■ Exercise directions ■
Filter these entries down to lines holding "bowler".
───
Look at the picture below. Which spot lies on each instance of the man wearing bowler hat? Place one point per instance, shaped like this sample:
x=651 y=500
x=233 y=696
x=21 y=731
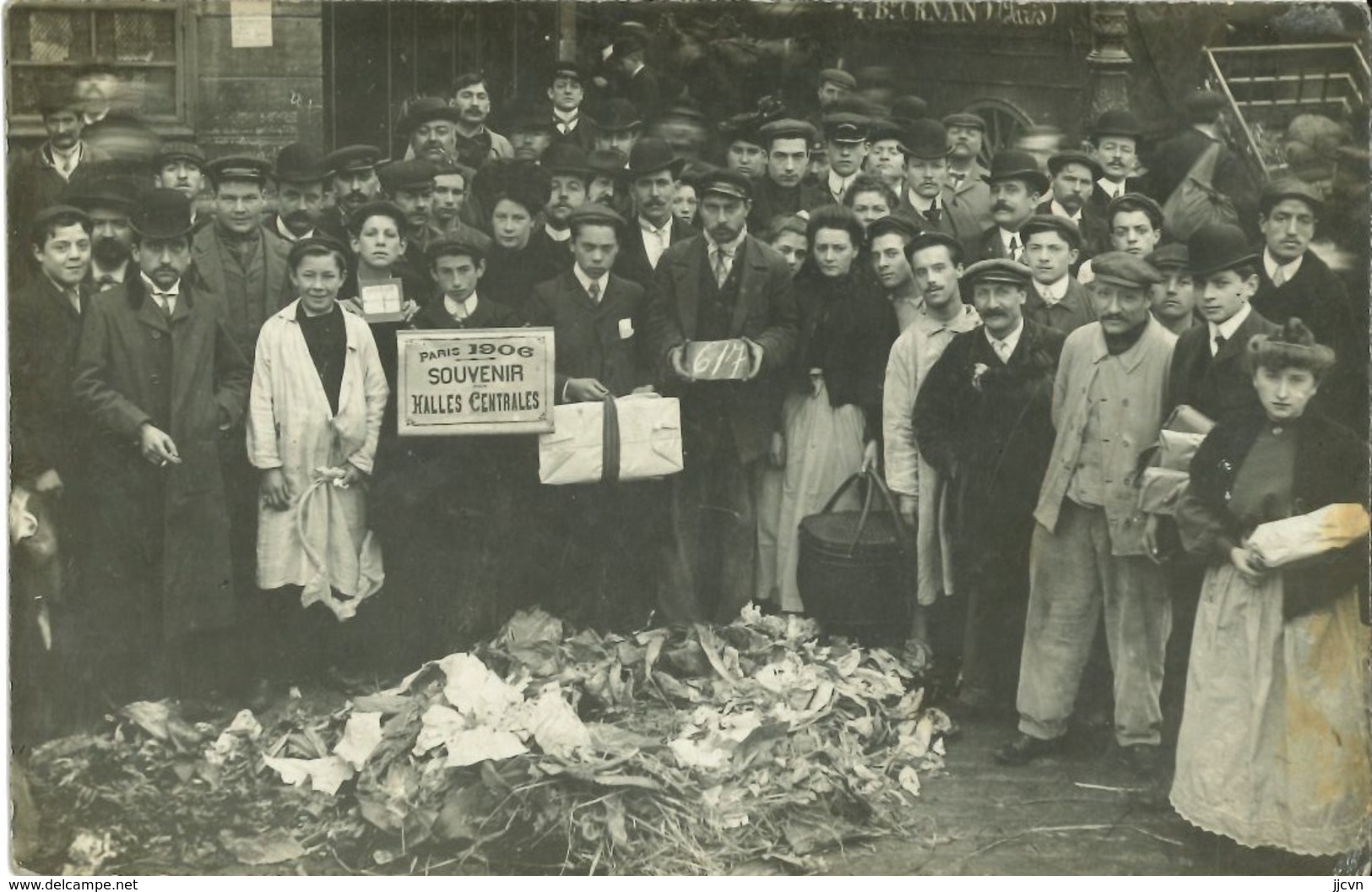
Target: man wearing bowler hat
───
■ Finished task ■
Look at the picture below. Which spot lies on each instance of the man wearing bowler hat? Place one point per instance, shaped like this sample:
Target: man wearing bowler hat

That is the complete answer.